■ What this task involves
Transcribe the data exactly. Leave nothing out.

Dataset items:
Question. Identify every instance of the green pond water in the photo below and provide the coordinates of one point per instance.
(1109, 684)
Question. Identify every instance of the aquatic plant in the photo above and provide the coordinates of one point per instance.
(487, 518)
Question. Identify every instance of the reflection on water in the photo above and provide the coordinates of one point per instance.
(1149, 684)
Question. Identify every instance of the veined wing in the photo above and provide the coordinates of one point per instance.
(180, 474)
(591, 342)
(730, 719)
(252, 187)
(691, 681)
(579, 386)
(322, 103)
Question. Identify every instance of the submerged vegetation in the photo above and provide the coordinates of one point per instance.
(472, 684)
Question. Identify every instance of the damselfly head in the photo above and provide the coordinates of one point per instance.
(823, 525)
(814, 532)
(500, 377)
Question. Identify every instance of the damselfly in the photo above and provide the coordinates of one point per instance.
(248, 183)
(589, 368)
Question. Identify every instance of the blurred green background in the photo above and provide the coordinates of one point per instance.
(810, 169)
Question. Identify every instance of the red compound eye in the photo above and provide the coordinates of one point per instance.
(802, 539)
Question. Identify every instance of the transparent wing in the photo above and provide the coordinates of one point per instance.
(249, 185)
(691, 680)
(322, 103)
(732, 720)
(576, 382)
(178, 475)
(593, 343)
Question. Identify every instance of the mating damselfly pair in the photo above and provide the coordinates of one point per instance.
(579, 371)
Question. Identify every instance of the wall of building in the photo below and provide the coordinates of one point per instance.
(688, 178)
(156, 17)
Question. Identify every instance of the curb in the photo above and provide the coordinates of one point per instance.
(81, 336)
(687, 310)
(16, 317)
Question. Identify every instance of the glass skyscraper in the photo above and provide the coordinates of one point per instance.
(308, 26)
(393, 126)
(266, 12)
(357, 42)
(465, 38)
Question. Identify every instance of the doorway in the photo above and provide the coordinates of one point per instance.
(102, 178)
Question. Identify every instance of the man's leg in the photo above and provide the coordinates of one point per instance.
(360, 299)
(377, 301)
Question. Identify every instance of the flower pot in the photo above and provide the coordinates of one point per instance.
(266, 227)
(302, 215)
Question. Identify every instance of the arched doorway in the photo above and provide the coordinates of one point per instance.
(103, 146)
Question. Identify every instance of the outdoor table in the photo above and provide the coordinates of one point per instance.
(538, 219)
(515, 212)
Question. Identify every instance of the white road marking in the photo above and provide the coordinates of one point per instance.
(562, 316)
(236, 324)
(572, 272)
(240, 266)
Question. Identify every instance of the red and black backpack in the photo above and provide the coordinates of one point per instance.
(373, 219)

■ Reply
Question. Identify every instance of the green pond water in the photo below and provide the coordinates of one point per instance.
(1109, 684)
Question. Identify every instance of the aquatic plant in the photo above and provide the coordinates of one point per instance.
(487, 518)
Question. Identify every instance of the reflection on water in the photo above and provide the coordinates of one point per instance.
(1149, 684)
Question. Identify every instance of the veined wing in the photo above and provide the coordinates of one point per instance.
(180, 474)
(591, 342)
(730, 719)
(252, 187)
(691, 681)
(579, 386)
(322, 103)
Question. Identify every instance of the submerged vegetation in the photo above and provide the coordinates of one point per instance.
(472, 684)
Question. Identify every instance of the damselfly head in the photo above and provide the coordinates of one point per instance.
(823, 525)
(814, 532)
(500, 377)
Question. Identify every instance of the damselfly in the photo above and provide the coordinates of one point per instance.
(248, 183)
(589, 368)
Question. Identify every instance of the blurred green background in the photo above and provide the coordinates of one point per instance.
(810, 169)
Question. Identify every instance of the red compound eye in the photo above and provide the coordinates of one point per instance.
(802, 539)
Question. Identify every instance of the transparent wing in the photo above and provide the coordinates of one point per instance.
(249, 185)
(691, 680)
(322, 103)
(732, 720)
(576, 382)
(178, 475)
(593, 343)
Question. Identify every instance of the mating damselfly pair in the photo above and provide the coordinates of one point per instance.
(579, 371)
Question. Identify every instance of the wall of building in the photo below and provide the coordinates of one point per instance.
(688, 178)
(156, 17)
Question. Identify every instance of the curb in the photo above and provide the coordinates of one point per instance.
(81, 336)
(687, 310)
(16, 317)
Question. Identify every instance of the glass skyscraper in the photo above and provide the coordinates of one point per instance.
(308, 26)
(393, 126)
(266, 12)
(357, 42)
(465, 38)
Question. Identify every instance of the doorway in the photo above and provide the coordinates of one point per instance.
(102, 178)
Question. Identify every instance of the man's leg in the photo above and provide the coordinates of one point per instance.
(360, 299)
(377, 301)
Question. Identify every instance of the flower pot in the photo above and provide the coordinates of one point per instance.
(266, 227)
(302, 215)
Question. Identify every instance of the arched doorway in the photo above and provide the coordinates of one point per instance.
(103, 146)
Question. Identify every instance of the outdoor table in the photo above and provide the coordinates of one point per instance.
(538, 219)
(515, 212)
Question. Identify every instance of the white road marking in the photo above and provide the coordinates of one point per instance.
(562, 316)
(236, 324)
(572, 272)
(240, 266)
Question. Identify every instance of the red and black backpack in the photo above and provide the coordinates of one point per instance.
(373, 219)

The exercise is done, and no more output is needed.